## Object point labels
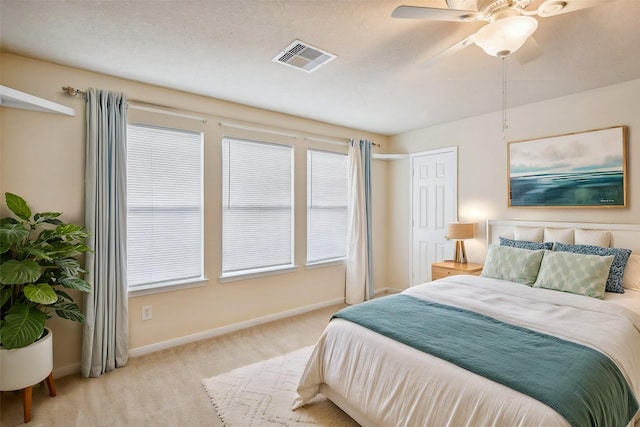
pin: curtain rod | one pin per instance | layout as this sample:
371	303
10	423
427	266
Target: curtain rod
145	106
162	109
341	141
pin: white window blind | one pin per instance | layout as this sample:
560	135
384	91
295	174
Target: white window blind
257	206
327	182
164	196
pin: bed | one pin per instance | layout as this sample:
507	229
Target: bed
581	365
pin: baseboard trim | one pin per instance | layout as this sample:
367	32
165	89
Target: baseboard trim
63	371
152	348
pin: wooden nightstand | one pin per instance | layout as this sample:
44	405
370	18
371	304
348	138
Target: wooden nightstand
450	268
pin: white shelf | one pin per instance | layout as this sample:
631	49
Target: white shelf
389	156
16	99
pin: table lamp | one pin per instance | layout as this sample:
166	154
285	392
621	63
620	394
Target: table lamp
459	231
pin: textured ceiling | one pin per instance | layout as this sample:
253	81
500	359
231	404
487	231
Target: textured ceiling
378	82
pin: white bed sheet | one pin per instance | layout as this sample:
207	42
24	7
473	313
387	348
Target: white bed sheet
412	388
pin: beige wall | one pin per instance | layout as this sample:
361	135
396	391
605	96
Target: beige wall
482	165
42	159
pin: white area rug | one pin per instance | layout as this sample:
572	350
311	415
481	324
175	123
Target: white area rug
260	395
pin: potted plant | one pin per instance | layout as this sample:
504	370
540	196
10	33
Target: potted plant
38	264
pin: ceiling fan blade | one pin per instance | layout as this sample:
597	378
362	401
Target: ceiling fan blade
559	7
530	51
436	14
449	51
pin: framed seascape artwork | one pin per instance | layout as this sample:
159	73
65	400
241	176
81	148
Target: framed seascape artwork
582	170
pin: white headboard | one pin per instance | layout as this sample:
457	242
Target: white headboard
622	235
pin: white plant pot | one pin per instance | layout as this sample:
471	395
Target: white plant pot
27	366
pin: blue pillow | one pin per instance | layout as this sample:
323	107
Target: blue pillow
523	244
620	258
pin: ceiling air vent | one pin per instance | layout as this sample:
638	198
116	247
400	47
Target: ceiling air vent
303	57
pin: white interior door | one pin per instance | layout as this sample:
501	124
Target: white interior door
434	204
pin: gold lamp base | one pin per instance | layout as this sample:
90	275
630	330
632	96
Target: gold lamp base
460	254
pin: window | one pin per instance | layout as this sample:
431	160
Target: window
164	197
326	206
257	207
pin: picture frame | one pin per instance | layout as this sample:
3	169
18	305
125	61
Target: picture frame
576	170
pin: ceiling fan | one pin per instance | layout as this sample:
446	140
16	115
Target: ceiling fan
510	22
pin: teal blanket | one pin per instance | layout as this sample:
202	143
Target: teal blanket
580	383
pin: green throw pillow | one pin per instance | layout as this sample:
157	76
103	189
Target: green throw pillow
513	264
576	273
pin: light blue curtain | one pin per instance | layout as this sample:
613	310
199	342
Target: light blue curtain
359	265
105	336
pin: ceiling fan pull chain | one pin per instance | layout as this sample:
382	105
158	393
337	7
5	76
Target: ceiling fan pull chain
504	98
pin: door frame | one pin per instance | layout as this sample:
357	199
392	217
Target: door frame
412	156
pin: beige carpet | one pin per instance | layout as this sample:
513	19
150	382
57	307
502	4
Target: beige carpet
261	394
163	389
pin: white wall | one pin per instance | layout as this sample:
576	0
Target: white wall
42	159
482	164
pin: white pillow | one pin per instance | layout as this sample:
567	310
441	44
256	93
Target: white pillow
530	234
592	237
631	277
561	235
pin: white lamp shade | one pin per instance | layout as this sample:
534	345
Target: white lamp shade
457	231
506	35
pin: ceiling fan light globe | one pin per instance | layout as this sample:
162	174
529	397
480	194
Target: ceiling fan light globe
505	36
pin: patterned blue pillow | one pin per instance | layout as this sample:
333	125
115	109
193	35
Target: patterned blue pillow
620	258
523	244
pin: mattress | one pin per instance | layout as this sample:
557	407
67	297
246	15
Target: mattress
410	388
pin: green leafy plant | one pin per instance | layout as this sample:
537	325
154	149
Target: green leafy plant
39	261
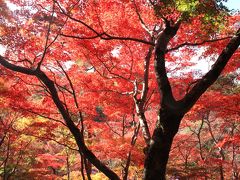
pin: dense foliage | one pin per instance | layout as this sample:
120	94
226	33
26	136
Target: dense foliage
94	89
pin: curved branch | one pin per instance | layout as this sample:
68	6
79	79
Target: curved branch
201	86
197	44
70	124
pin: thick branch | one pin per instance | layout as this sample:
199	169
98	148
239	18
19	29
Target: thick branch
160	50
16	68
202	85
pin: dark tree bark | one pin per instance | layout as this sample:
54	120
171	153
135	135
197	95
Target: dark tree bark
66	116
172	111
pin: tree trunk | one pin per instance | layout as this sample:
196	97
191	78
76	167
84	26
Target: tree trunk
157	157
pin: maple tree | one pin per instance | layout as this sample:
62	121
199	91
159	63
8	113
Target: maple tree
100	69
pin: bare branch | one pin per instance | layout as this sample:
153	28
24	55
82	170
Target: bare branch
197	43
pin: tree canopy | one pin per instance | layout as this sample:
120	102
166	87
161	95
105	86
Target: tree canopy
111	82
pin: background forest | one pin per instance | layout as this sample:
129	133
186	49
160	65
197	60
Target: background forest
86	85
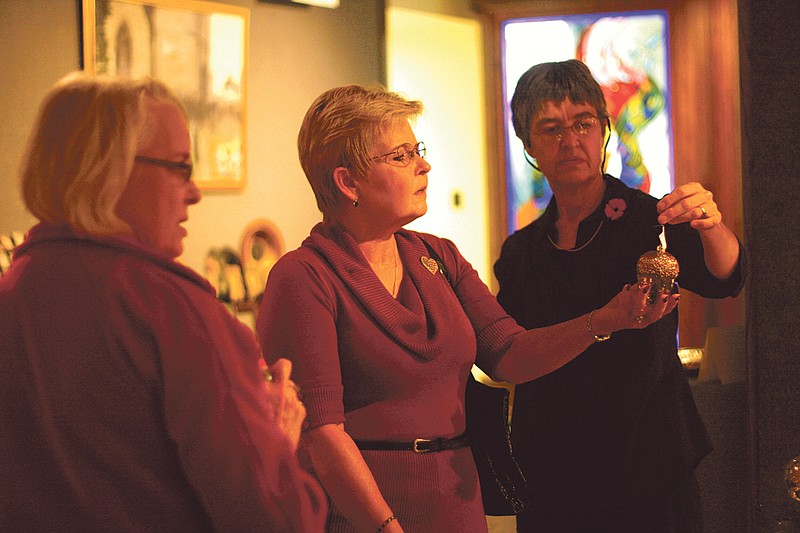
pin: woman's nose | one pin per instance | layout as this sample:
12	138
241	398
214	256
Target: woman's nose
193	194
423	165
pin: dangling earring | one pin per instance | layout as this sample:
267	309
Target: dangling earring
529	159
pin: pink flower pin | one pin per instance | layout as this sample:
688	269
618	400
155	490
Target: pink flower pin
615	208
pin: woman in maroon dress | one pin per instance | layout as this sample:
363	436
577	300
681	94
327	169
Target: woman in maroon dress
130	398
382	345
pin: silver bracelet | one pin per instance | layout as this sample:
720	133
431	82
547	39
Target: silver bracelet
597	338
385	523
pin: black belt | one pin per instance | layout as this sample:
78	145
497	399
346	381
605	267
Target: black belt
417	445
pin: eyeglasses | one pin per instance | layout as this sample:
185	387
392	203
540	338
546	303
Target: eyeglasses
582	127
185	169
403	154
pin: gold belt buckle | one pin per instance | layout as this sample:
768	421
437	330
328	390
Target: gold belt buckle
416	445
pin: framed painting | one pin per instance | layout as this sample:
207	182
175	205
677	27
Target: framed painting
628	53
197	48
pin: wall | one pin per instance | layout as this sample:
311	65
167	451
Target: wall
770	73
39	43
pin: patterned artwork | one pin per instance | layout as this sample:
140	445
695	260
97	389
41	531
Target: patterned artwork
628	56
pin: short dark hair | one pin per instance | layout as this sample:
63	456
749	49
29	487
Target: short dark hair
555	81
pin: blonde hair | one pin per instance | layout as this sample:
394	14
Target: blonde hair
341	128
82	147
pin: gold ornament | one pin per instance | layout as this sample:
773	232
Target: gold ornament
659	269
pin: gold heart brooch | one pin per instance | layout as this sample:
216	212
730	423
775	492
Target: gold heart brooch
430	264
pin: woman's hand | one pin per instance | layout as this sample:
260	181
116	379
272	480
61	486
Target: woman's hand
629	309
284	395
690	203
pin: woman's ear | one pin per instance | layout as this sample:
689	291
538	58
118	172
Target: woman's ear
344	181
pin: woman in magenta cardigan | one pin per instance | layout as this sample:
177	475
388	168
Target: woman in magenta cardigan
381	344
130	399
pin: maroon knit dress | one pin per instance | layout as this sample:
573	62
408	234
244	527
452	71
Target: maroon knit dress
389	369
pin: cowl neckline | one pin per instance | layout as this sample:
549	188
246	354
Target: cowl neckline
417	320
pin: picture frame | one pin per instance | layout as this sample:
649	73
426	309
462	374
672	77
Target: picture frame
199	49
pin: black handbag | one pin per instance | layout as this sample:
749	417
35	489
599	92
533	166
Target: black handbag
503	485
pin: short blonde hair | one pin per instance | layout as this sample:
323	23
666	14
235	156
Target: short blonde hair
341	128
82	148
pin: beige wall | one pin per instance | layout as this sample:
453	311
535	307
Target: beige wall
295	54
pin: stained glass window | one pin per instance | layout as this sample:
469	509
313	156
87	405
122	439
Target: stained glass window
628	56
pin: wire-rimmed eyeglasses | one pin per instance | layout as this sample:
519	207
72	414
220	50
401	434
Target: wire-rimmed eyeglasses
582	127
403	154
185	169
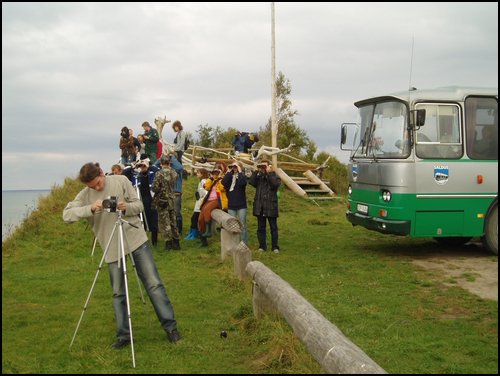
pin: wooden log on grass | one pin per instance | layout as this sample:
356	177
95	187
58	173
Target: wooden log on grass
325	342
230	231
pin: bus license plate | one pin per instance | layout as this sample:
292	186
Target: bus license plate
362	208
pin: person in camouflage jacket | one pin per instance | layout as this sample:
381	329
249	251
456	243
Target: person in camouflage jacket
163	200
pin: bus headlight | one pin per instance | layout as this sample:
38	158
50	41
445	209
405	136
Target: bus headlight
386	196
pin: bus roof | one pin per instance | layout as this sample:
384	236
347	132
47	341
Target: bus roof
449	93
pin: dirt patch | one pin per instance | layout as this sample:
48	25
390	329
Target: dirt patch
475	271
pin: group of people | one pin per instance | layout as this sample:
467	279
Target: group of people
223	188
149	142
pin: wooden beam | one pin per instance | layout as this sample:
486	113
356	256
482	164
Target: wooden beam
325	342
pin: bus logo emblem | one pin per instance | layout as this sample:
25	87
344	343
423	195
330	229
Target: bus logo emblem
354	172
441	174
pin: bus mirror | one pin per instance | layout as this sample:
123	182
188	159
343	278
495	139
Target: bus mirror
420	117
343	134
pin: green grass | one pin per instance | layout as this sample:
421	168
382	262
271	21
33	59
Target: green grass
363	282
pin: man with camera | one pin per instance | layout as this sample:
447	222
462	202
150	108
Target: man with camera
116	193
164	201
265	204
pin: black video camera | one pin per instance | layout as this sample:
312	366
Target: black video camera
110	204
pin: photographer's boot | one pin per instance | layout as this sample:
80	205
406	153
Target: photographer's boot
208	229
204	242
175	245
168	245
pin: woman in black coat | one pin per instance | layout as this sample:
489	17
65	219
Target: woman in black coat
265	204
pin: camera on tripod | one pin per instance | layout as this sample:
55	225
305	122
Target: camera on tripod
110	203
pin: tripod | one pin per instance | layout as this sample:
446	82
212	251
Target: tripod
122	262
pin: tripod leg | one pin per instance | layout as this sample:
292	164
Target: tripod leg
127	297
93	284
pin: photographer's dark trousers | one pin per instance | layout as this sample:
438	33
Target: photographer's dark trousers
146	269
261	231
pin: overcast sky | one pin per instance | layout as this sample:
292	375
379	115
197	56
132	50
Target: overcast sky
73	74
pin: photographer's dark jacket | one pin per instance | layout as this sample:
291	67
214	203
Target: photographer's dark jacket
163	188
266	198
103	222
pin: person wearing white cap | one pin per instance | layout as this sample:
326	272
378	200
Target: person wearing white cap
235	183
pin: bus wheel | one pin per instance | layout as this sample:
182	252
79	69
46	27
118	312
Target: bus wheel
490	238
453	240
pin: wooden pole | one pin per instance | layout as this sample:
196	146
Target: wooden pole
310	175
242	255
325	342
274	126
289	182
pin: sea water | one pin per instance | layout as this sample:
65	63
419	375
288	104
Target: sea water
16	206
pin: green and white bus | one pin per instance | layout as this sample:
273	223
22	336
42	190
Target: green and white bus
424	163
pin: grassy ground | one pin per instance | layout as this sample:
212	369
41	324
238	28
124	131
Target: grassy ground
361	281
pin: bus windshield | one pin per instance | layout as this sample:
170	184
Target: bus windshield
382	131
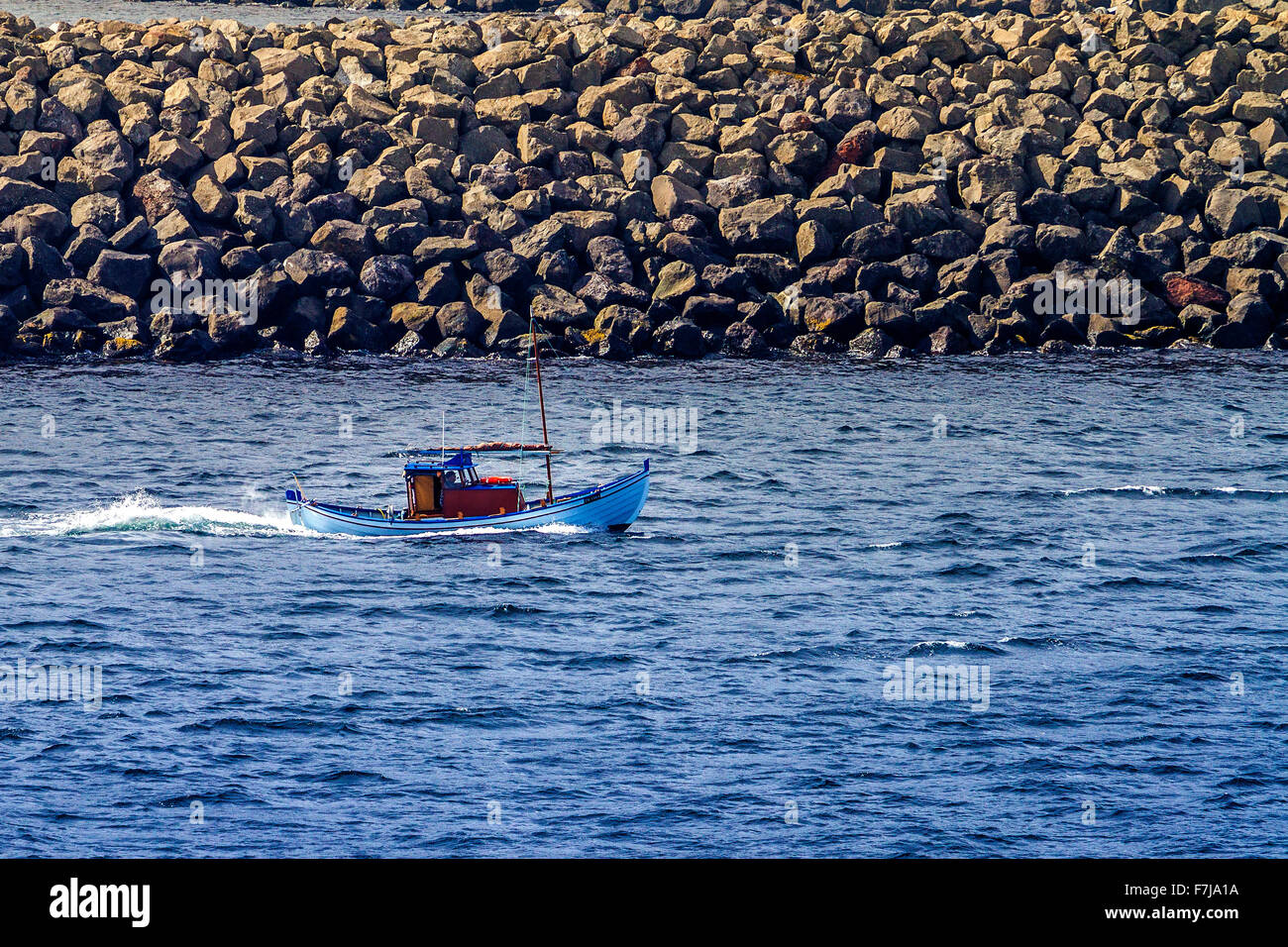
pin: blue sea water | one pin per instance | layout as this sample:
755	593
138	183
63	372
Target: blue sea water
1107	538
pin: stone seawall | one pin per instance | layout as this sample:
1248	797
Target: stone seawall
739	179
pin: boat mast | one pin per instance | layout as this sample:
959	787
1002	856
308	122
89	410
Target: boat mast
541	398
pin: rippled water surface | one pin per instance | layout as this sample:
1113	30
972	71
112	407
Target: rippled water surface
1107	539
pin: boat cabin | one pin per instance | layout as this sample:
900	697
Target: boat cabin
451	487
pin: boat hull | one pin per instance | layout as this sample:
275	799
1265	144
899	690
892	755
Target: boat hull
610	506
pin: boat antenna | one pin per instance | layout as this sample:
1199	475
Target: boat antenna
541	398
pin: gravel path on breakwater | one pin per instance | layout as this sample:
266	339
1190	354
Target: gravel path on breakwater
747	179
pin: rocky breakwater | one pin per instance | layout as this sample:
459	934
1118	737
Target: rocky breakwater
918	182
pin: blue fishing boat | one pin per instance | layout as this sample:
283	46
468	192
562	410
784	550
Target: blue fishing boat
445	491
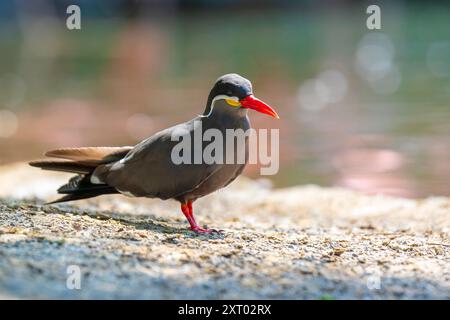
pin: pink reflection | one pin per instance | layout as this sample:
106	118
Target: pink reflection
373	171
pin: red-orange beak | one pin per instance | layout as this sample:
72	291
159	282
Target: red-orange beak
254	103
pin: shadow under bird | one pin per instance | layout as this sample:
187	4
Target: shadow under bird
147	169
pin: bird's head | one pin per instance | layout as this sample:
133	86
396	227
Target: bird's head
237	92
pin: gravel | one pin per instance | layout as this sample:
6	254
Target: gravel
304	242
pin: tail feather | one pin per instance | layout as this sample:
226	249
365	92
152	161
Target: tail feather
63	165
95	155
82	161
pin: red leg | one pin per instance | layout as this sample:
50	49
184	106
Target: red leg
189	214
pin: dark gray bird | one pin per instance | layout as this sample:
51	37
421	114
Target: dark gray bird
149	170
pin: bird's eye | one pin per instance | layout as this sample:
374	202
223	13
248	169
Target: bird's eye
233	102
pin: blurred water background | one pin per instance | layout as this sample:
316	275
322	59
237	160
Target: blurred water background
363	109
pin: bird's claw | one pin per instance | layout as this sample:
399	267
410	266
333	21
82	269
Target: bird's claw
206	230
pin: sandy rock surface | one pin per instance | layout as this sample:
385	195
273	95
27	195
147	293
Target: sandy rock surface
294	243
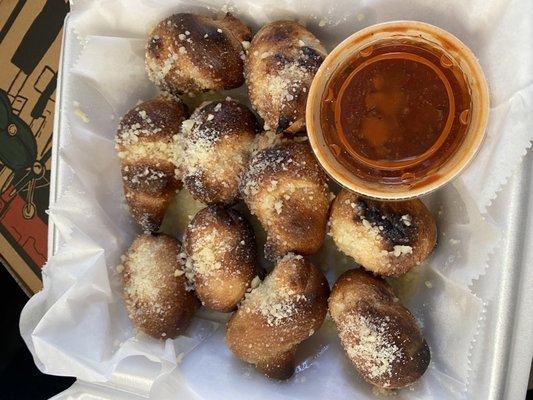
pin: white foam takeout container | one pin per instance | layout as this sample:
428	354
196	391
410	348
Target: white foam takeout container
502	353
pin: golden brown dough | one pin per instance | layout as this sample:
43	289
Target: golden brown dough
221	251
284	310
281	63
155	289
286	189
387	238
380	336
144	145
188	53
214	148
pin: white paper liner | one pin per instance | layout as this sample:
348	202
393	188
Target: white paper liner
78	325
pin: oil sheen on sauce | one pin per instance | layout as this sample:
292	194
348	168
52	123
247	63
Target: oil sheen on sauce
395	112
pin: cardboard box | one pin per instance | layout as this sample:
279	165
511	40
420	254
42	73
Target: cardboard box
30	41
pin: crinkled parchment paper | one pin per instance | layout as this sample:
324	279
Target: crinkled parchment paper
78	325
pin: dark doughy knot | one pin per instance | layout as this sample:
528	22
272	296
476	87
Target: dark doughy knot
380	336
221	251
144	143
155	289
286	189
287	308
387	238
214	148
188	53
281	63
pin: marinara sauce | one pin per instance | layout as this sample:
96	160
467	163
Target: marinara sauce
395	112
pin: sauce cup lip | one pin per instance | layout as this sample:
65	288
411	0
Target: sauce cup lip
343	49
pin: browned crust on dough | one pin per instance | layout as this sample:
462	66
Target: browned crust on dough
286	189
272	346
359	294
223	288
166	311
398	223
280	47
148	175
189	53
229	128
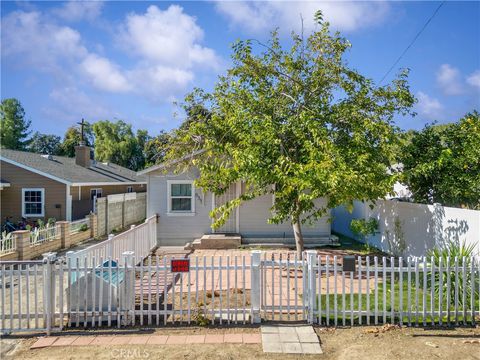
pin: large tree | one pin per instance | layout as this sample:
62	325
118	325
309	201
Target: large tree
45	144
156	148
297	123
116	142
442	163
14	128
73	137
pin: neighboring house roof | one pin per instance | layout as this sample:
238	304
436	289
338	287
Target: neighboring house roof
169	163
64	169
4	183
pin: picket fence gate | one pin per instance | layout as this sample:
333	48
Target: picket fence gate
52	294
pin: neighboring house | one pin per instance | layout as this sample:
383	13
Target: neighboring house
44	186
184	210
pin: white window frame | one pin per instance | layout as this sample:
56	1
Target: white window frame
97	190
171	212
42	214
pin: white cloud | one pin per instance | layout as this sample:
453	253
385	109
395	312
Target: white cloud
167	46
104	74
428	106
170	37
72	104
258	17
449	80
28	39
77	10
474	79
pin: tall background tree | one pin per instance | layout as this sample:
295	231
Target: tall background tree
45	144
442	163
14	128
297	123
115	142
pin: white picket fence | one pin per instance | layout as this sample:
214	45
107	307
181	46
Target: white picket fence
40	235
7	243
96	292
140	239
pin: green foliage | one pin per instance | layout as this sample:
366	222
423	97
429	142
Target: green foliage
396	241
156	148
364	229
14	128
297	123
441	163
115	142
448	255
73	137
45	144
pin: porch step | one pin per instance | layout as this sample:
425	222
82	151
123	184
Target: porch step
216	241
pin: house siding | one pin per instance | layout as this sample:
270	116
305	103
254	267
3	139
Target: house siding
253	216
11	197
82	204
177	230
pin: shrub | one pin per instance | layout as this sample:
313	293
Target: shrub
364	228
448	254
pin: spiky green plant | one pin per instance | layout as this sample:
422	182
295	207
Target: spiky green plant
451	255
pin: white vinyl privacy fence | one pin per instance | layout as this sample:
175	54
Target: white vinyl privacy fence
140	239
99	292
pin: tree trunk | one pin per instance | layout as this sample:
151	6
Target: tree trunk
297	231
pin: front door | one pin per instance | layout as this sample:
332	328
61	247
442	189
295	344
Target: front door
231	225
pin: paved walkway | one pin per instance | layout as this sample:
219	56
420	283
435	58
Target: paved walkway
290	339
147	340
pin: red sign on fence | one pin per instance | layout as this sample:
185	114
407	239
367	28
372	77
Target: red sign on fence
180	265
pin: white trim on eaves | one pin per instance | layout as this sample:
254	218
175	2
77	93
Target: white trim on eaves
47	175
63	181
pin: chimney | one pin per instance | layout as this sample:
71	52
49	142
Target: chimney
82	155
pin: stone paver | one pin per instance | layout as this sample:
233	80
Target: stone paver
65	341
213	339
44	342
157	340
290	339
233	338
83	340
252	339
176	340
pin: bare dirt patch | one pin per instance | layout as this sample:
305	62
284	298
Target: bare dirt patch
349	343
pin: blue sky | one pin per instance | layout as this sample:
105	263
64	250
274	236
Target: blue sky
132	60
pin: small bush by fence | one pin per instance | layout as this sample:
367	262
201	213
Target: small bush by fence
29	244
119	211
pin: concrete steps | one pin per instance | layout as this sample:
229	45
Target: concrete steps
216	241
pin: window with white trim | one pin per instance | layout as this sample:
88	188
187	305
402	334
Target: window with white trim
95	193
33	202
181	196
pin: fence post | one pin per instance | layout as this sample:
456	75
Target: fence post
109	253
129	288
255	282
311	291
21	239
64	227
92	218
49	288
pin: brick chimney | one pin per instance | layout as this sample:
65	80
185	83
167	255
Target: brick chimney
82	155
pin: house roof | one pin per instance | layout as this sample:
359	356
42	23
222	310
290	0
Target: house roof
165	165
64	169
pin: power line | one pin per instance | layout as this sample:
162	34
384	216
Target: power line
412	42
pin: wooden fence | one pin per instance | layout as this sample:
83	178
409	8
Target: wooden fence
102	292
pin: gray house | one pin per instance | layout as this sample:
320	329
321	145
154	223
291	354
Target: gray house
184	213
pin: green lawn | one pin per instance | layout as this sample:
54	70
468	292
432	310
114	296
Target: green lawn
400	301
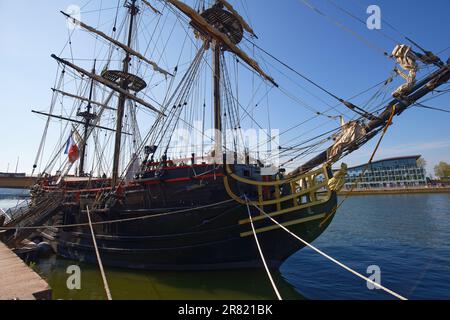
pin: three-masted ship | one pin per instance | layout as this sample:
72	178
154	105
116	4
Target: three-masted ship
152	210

## Work to do
Take the items from the line containing "pin: three-masted ship" through the end of the items, inclusive, and write those lines out again with "three-masted ship" changed to "sailing vessel" and nothing else altered.

## Task output
pin: sailing vessel | one pin per instance | layout as this sample:
72	178
154	105
116	4
Target: sailing vessel
152	210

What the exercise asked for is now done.